(ARBEITSAUFTRAG 1) Schreibe in den Einträgen die Zeilen von der Zeile mit „May I kindly ask you to find the green“ bis einschließlich der Zeile mit „xmin=131 ymin=268 xmax=805 ymax=348“ neu und ersetze darin „comparative analysis“ durch „detailed analysis“, ohne sonst etwas zu ändern. Gib nur diese Zeilen aus.

(VORLIEGENDER TEXT)
────────────────
Die SPD hat heute sechs Anträge zum öffentlichen Dienst eingebracht. Da muss ich meinem Vorredner beipflichten, Frau Kollegin Strohmayr. Die Anträge zielen explizit auf den öffentlichen Dienst ab. Sie aber verwenden Zahlen aus der freien Wirtschaft. Das ist nicht ganz in Ordnung, da Sie damit ein schiefes Bild aufstellen, wenn Sie von einer Lohnlücke von 23 % sprechen. Das muss man weit von sich weisen.
Fakt ist, dass wir im öffentlichen Dienst hinsichtlich der Gleichstellung in den vergangenen Jahren weit vorangekommen sind. Ich gebe Ihnen recht, das geht noch nicht weit genug.
Ziel ist es, die Rahmenbedingungen so zu schaffen, dass in allen Lebensbereichen für Frauen und Männer echte Chancengleichheit und bessere Chancengerechtigkeit entstehen.
Die Grundlage sind das Grundgesetz, die Bayerische Verfassung und das Bayerische Gleichstellungsgesetz. Kollege Seidenath hat es schon erwähnt. Ich möchte soweit gehen zu sagen, dass der öffentliche Dienst in Bayern hier eine Vorbildfunktion wahrnimmt.
Allein der Frauenanteil von 50 % am Gesamtpersonal macht das deutlich. Wenn man sich die Zahl von vor zehn Jahren dazu ansieht, kann man dieser Feststellung nicht widersprechen.
Allerdings sind wir beim Führungspersonal - in diese Richtung zielen zwei der SPD-Anträge - noch nicht weit genug. Wir liegen da bei rund 30 %. Im höheren Dienst in der öffentlichen Verwaltung sind es 34,5 %. Sie sagen natürlich, das sei immer noch zu wenig. Ich sage auch: Schon! Da aber Frauen in der Regel bessere Noten und bessere Beurteilungen haben, ist es nur eine Frage der Zeit, bis sich dieser Prozentsatz weiter steigert. Im öffentlichen Dienst ist das mit keiner Schraube regelbar. Hier arbeitet die Zeit für die Frauen.
────────────────
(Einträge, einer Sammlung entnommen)
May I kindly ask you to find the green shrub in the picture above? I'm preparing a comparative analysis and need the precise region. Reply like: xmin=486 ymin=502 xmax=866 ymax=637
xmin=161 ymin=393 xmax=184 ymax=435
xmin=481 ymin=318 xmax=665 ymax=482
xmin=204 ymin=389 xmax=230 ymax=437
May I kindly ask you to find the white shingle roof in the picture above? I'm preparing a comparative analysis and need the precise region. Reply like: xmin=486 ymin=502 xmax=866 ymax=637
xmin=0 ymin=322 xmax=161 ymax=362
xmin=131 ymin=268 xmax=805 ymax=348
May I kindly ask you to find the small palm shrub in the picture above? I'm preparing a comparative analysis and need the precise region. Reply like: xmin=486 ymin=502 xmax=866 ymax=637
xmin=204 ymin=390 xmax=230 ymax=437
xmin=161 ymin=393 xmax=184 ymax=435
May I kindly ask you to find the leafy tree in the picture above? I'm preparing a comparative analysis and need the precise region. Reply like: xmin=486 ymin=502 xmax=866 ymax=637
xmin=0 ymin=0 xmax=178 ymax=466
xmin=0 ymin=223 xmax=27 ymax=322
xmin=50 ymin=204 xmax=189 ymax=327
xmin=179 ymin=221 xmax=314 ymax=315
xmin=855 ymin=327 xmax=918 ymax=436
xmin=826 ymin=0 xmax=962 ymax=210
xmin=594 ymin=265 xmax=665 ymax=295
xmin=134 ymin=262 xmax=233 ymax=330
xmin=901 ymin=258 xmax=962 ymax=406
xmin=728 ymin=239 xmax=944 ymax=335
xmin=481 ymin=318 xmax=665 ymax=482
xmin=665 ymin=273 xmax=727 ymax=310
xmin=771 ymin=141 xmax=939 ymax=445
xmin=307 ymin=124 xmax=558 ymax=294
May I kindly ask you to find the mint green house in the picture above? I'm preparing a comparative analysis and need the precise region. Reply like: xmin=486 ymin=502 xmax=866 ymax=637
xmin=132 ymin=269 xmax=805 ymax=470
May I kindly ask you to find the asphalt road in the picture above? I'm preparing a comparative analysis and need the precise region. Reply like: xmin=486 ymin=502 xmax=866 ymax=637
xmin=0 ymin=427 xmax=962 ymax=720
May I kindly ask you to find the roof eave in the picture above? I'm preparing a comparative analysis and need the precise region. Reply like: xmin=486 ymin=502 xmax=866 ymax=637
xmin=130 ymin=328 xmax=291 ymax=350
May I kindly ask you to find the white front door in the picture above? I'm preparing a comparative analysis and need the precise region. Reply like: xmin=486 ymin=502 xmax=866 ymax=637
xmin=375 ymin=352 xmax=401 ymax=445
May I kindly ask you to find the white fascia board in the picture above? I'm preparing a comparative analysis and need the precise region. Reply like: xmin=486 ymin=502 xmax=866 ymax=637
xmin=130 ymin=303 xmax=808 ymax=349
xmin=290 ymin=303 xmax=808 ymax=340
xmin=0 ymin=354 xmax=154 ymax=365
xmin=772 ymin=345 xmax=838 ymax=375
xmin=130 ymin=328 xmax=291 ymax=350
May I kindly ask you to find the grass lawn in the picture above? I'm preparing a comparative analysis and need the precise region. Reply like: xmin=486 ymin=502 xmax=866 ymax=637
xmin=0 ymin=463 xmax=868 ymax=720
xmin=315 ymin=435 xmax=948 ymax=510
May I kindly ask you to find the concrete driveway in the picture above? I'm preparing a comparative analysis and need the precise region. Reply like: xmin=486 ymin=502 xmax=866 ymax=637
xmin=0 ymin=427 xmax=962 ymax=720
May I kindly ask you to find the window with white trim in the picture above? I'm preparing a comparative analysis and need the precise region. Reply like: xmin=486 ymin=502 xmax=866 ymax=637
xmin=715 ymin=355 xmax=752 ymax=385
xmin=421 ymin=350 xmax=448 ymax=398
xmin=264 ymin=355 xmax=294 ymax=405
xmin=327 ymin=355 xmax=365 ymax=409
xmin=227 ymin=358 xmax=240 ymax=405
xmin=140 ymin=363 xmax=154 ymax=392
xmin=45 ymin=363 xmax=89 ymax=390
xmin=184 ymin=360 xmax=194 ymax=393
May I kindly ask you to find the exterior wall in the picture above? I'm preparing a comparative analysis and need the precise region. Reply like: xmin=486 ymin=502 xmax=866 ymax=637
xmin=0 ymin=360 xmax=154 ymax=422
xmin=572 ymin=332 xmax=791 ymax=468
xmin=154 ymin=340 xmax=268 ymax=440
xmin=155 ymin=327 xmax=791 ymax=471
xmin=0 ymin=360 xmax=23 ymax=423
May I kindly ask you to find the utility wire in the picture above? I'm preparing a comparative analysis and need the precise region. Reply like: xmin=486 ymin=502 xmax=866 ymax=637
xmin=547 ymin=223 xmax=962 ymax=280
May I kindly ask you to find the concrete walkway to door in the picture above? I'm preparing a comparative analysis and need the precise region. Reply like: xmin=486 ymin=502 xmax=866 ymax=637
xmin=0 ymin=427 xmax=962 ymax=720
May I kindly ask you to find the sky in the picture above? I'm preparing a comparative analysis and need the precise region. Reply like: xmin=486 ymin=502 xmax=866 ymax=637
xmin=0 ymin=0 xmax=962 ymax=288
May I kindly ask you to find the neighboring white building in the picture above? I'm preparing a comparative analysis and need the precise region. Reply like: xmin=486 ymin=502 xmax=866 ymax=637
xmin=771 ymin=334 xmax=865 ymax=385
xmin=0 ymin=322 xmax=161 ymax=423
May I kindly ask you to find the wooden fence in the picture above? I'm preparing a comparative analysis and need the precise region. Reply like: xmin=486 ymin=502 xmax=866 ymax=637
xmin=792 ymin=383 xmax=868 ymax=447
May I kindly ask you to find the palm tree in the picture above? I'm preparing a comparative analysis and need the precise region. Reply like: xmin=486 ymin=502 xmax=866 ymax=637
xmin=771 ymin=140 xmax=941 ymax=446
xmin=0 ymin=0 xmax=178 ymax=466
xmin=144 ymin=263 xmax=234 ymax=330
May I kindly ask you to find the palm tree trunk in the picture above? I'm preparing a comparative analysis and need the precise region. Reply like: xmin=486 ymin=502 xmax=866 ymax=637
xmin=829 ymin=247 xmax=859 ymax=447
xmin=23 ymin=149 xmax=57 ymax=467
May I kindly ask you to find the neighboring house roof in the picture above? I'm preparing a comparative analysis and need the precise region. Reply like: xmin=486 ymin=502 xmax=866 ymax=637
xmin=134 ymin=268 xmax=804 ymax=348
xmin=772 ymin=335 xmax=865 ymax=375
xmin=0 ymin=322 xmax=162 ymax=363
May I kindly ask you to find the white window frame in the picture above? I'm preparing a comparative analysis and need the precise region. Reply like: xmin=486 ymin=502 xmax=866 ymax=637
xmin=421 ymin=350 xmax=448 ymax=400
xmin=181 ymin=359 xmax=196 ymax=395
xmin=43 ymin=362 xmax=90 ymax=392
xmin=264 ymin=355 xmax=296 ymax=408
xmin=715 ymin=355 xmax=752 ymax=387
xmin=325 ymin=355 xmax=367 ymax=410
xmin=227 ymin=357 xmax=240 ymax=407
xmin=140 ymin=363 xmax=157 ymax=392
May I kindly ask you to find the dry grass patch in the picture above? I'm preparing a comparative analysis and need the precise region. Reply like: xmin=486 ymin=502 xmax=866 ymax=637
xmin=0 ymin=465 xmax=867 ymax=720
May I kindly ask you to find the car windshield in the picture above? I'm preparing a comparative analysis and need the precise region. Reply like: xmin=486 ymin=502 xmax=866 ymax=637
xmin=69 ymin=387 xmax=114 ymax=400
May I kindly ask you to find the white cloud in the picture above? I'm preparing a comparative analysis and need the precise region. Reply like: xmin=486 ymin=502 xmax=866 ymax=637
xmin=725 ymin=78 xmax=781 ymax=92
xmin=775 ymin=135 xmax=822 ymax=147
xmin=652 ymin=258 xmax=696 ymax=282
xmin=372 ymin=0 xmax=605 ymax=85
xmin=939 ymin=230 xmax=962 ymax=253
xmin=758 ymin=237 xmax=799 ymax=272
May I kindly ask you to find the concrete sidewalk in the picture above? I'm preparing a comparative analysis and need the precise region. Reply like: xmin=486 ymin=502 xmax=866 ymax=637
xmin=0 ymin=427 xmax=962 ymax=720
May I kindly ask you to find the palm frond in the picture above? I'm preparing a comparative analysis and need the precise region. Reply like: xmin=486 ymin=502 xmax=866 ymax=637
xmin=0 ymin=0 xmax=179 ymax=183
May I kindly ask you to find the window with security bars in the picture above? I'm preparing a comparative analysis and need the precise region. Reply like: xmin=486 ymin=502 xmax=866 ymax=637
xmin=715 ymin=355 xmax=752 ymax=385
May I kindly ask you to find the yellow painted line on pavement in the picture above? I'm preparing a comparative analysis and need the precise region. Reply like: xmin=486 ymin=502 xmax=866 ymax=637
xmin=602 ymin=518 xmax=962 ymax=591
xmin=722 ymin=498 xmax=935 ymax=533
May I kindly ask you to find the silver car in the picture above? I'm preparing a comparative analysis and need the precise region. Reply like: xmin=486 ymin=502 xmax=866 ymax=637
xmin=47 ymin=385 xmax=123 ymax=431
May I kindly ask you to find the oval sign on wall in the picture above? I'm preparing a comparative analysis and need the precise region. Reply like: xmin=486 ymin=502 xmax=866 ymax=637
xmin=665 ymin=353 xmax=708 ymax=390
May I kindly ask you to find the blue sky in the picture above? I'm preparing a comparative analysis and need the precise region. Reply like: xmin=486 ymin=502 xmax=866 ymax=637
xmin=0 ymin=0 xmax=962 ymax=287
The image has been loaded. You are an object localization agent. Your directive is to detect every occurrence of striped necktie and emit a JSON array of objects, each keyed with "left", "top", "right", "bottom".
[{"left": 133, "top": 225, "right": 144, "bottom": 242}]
────────────────
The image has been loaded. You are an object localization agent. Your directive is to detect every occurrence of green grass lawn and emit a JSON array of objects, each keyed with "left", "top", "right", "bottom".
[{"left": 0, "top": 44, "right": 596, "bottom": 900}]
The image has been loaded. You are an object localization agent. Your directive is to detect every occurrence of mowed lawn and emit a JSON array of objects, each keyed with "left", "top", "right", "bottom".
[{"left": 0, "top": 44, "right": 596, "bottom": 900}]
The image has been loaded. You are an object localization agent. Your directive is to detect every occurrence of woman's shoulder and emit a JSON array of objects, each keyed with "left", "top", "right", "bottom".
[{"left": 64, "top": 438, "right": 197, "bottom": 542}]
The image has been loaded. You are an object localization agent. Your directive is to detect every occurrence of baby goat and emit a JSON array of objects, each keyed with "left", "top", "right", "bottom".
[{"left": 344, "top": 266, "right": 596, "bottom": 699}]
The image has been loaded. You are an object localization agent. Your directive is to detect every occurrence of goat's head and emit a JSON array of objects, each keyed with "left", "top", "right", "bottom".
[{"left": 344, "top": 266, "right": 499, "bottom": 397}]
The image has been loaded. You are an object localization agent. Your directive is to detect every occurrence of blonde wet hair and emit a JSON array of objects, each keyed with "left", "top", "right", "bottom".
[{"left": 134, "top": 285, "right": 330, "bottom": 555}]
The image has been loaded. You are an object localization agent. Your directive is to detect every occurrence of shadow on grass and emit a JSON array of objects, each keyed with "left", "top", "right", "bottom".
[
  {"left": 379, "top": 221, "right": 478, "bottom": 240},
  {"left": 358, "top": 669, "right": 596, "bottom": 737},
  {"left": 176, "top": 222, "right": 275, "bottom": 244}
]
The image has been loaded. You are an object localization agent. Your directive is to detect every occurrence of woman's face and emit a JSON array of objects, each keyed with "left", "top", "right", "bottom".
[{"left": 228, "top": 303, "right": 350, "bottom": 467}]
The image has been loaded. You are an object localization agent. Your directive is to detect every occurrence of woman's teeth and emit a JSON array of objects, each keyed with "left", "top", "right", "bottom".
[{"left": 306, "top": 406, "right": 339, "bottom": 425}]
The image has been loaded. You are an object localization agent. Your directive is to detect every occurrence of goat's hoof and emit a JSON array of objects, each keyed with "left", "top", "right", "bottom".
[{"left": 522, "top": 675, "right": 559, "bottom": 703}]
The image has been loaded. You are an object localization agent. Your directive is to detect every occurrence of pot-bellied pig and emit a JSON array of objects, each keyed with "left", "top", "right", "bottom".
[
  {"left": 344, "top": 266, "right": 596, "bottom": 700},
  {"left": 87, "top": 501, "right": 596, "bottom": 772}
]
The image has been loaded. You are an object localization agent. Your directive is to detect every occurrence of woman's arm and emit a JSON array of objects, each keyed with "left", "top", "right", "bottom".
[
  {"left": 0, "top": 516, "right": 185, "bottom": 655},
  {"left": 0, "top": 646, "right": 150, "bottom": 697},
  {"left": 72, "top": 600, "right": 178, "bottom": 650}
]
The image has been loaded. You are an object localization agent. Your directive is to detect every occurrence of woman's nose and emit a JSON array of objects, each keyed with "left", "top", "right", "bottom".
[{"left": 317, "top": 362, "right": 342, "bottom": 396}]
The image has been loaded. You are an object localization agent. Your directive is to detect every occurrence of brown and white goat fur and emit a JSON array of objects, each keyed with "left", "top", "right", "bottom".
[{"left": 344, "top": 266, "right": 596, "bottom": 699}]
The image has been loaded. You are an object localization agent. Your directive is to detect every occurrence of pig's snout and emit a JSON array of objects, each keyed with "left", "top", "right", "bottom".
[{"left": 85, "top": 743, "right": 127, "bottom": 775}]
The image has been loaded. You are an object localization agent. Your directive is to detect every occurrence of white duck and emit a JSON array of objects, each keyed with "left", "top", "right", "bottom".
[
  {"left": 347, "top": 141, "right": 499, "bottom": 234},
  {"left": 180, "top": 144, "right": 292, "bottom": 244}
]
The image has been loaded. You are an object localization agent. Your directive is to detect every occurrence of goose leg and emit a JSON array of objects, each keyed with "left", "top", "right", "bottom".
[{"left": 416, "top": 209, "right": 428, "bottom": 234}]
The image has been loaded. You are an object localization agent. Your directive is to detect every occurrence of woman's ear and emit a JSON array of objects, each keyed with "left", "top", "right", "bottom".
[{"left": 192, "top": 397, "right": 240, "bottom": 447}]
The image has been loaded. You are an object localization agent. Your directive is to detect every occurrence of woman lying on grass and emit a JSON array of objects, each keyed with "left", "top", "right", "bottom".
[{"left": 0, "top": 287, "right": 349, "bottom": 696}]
────────────────
(ARBEITSAUFTRAG 2) Wie hoch ist laut der Rede der Frauenanteil im höheren Dienst der öffentlichen Verwaltung?

(ANTWORT 1)
May I kindly ask you to find the green shrub in the picture above? I'm preparing a detailed analysis and need the precise region. Reply like: xmin=486 ymin=502 xmax=866 ymax=637
xmin=161 ymin=393 xmax=184 ymax=435
xmin=481 ymin=318 xmax=665 ymax=482
xmin=204 ymin=389 xmax=230 ymax=437
May I kindly ask you to find the white shingle roof in the picture above? I'm preparing a detailed analysis and need the precise region. Reply like: xmin=486 ymin=502 xmax=866 ymax=637
xmin=0 ymin=322 xmax=161 ymax=362
xmin=131 ymin=268 xmax=805 ymax=348

(ANTWORT 2) 34,5 %